***** EXERCISE MATERIALS *****

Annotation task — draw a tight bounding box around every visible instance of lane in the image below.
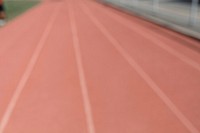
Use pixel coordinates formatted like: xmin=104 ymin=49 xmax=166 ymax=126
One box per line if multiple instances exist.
xmin=82 ymin=0 xmax=200 ymax=131
xmin=74 ymin=1 xmax=189 ymax=133
xmin=0 ymin=4 xmax=53 ymax=123
xmin=68 ymin=2 xmax=95 ymax=133
xmin=2 ymin=2 xmax=87 ymax=133
xmin=88 ymin=2 xmax=200 ymax=67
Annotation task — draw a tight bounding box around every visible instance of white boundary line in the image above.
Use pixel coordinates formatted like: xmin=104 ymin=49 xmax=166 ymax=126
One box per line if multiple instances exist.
xmin=0 ymin=5 xmax=60 ymax=133
xmin=81 ymin=4 xmax=199 ymax=133
xmin=68 ymin=2 xmax=95 ymax=133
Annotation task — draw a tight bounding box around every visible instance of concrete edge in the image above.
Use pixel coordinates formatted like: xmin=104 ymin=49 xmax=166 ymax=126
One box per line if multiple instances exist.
xmin=97 ymin=0 xmax=200 ymax=40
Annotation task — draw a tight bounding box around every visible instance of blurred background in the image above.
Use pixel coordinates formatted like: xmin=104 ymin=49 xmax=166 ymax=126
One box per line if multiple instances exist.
xmin=102 ymin=0 xmax=200 ymax=36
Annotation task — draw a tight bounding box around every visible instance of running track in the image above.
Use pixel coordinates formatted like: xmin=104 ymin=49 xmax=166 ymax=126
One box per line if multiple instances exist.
xmin=0 ymin=0 xmax=200 ymax=133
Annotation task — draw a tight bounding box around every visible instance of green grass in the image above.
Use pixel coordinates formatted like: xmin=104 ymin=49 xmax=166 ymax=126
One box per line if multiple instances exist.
xmin=4 ymin=0 xmax=39 ymax=21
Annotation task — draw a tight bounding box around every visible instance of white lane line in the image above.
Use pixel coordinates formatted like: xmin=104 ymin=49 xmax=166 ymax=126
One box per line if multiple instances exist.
xmin=81 ymin=4 xmax=199 ymax=133
xmin=0 ymin=5 xmax=60 ymax=133
xmin=68 ymin=5 xmax=95 ymax=133
xmin=87 ymin=1 xmax=200 ymax=72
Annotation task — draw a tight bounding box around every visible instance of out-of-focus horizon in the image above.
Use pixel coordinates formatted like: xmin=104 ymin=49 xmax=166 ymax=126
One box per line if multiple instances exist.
xmin=100 ymin=0 xmax=200 ymax=39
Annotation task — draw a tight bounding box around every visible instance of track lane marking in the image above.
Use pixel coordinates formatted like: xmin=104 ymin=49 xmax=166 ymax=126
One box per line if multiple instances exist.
xmin=0 ymin=4 xmax=60 ymax=133
xmin=80 ymin=4 xmax=199 ymax=133
xmin=86 ymin=0 xmax=200 ymax=72
xmin=68 ymin=4 xmax=95 ymax=133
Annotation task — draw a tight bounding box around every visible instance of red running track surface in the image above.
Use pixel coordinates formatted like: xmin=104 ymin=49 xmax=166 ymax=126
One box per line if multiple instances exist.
xmin=0 ymin=0 xmax=200 ymax=133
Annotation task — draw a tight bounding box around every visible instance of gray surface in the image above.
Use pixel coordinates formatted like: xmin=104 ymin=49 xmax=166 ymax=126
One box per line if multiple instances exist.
xmin=103 ymin=0 xmax=200 ymax=39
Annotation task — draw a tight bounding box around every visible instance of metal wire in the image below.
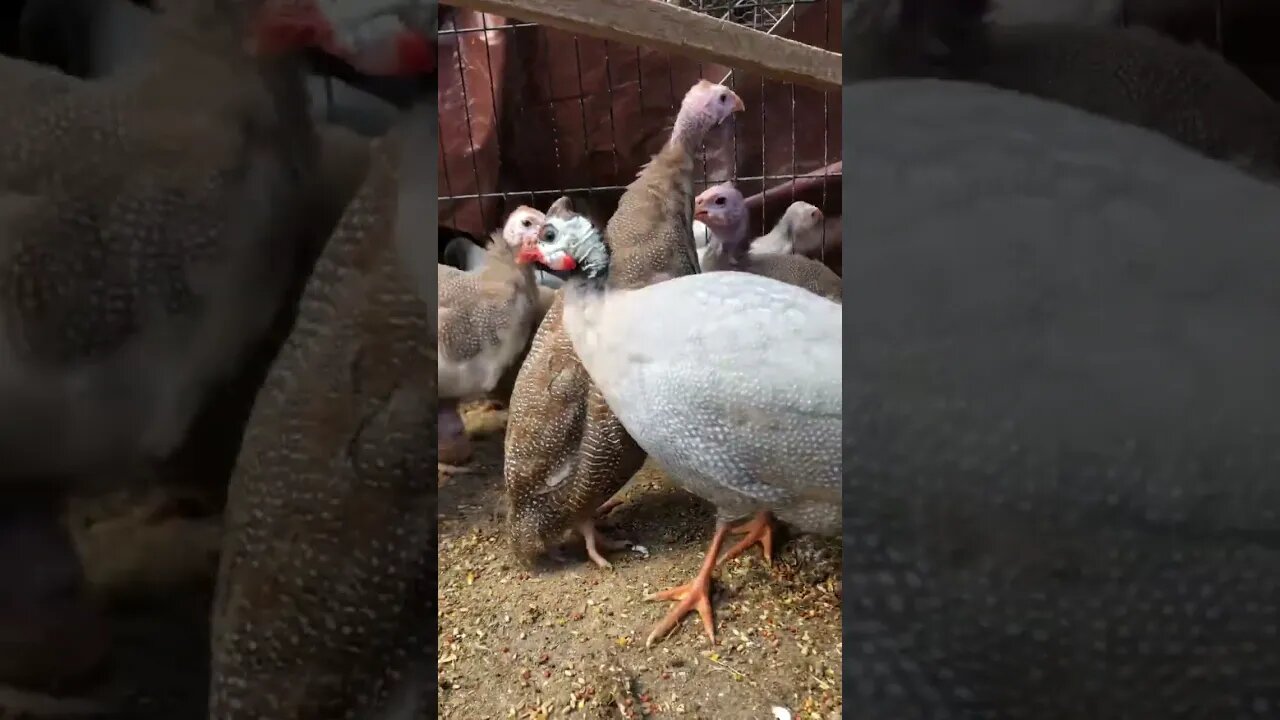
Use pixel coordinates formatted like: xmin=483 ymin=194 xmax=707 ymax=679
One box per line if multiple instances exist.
xmin=439 ymin=0 xmax=838 ymax=256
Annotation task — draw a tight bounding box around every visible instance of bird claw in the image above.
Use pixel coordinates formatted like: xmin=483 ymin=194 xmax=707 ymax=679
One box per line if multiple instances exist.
xmin=577 ymin=520 xmax=635 ymax=570
xmin=644 ymin=573 xmax=716 ymax=647
xmin=717 ymin=512 xmax=773 ymax=566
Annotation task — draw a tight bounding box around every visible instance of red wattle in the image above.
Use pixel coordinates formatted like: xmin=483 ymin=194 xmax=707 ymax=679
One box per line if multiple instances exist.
xmin=396 ymin=31 xmax=435 ymax=74
xmin=516 ymin=245 xmax=543 ymax=265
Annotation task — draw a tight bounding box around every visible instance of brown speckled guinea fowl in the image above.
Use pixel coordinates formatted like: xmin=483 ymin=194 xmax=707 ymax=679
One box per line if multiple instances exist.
xmin=503 ymin=81 xmax=742 ymax=566
xmin=209 ymin=5 xmax=436 ymax=720
xmin=0 ymin=0 xmax=335 ymax=483
xmin=210 ymin=92 xmax=436 ymax=720
xmin=436 ymin=206 xmax=544 ymax=471
xmin=694 ymin=183 xmax=844 ymax=302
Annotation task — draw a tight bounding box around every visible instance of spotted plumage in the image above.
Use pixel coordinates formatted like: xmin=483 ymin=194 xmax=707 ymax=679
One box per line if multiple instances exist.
xmin=436 ymin=208 xmax=541 ymax=400
xmin=503 ymin=81 xmax=741 ymax=562
xmin=0 ymin=4 xmax=317 ymax=479
xmin=844 ymin=73 xmax=1280 ymax=720
xmin=694 ymin=183 xmax=844 ymax=302
xmin=210 ymin=102 xmax=436 ymax=720
xmin=864 ymin=0 xmax=1280 ymax=179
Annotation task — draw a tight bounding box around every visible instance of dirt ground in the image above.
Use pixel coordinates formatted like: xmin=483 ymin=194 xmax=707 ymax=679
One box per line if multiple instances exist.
xmin=438 ymin=409 xmax=841 ymax=720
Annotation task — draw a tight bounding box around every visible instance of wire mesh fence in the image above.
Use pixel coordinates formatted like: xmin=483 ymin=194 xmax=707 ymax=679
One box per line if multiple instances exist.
xmin=439 ymin=0 xmax=842 ymax=263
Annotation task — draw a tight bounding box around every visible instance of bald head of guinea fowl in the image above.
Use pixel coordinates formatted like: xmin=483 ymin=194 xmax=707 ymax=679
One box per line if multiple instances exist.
xmin=516 ymin=215 xmax=609 ymax=283
xmin=669 ymin=79 xmax=744 ymax=152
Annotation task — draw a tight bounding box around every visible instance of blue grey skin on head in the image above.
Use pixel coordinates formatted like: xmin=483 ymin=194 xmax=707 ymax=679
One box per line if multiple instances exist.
xmin=844 ymin=75 xmax=1280 ymax=720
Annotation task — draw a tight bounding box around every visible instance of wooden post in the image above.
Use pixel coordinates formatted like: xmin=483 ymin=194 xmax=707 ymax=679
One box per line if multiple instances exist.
xmin=444 ymin=0 xmax=841 ymax=92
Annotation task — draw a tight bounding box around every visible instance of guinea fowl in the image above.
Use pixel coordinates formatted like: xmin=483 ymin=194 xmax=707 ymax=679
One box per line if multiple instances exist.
xmin=694 ymin=183 xmax=844 ymax=301
xmin=867 ymin=0 xmax=1280 ymax=179
xmin=0 ymin=0 xmax=432 ymax=484
xmin=844 ymin=14 xmax=1280 ymax=720
xmin=503 ymin=81 xmax=742 ymax=568
xmin=750 ymin=200 xmax=826 ymax=255
xmin=521 ymin=210 xmax=842 ymax=644
xmin=209 ymin=15 xmax=438 ymax=720
xmin=0 ymin=3 xmax=422 ymax=710
xmin=442 ymin=215 xmax=562 ymax=290
xmin=436 ymin=206 xmax=543 ymax=471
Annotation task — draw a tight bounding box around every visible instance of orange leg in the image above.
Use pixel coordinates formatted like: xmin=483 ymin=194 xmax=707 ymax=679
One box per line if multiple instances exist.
xmin=595 ymin=497 xmax=622 ymax=519
xmin=577 ymin=520 xmax=631 ymax=570
xmin=644 ymin=523 xmax=728 ymax=647
xmin=719 ymin=510 xmax=773 ymax=565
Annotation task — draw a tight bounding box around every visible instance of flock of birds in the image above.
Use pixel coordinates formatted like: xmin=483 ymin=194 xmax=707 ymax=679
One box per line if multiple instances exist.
xmin=438 ymin=81 xmax=842 ymax=642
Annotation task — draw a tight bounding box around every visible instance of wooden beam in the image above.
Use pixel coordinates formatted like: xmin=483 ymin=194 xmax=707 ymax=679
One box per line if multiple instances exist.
xmin=444 ymin=0 xmax=841 ymax=92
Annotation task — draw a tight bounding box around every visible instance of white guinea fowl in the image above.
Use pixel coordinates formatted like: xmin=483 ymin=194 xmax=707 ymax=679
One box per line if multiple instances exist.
xmin=520 ymin=210 xmax=842 ymax=643
xmin=749 ymin=200 xmax=824 ymax=255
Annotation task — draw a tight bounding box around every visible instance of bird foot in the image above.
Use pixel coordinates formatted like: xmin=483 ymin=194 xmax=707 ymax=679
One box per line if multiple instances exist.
xmin=718 ymin=512 xmax=773 ymax=565
xmin=644 ymin=523 xmax=728 ymax=647
xmin=476 ymin=400 xmax=507 ymax=413
xmin=644 ymin=573 xmax=716 ymax=647
xmin=595 ymin=497 xmax=622 ymax=520
xmin=576 ymin=520 xmax=635 ymax=570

*****

■ **YOUR TASK**: Your answer should consist only of the lines from the one with "leg in the image above." through the end of the data above, reproduced exactly.

■ **EXERCISE RESULT**:
Annotation task — draw a tight bounding box around every visible instance of orange leg in the image above.
Use pixel coordinates formatted like: xmin=483 ymin=194 xmax=707 ymax=679
One box per line if multiple instances exist.
xmin=595 ymin=497 xmax=622 ymax=519
xmin=577 ymin=520 xmax=631 ymax=570
xmin=644 ymin=523 xmax=728 ymax=647
xmin=719 ymin=510 xmax=773 ymax=565
Annotation task — draw a tight bounding box around every visible instance of flock of birds in the image above.
Use pixel coordinates formatted like: xmin=483 ymin=194 xmax=707 ymax=679
One box per line if multiple instances exist.
xmin=438 ymin=81 xmax=842 ymax=642
Annotation task — draw a tight bounding box around every visible instance of wooden beam in the image above.
Use pixel coordinates formatted like: xmin=483 ymin=194 xmax=707 ymax=679
One box per line if multiple instances exist.
xmin=444 ymin=0 xmax=841 ymax=92
Annotation task — draw a tight bounding box around every visible instance of white guinea fowl in the image above.
Use pixel coordinates formatted like: xmin=483 ymin=194 xmax=707 ymax=679
One box per line if multiple instances exist.
xmin=520 ymin=210 xmax=842 ymax=643
xmin=749 ymin=200 xmax=824 ymax=255
Annotation task — draw a tight bounding box around every visible instance of bird foot in the image above.
Use pixel coordinates formatted like: xmin=483 ymin=194 xmax=707 ymax=679
One box per line if multiple instances exist.
xmin=718 ymin=512 xmax=773 ymax=565
xmin=644 ymin=523 xmax=728 ymax=647
xmin=476 ymin=400 xmax=507 ymax=413
xmin=644 ymin=573 xmax=716 ymax=647
xmin=595 ymin=497 xmax=622 ymax=520
xmin=576 ymin=520 xmax=635 ymax=570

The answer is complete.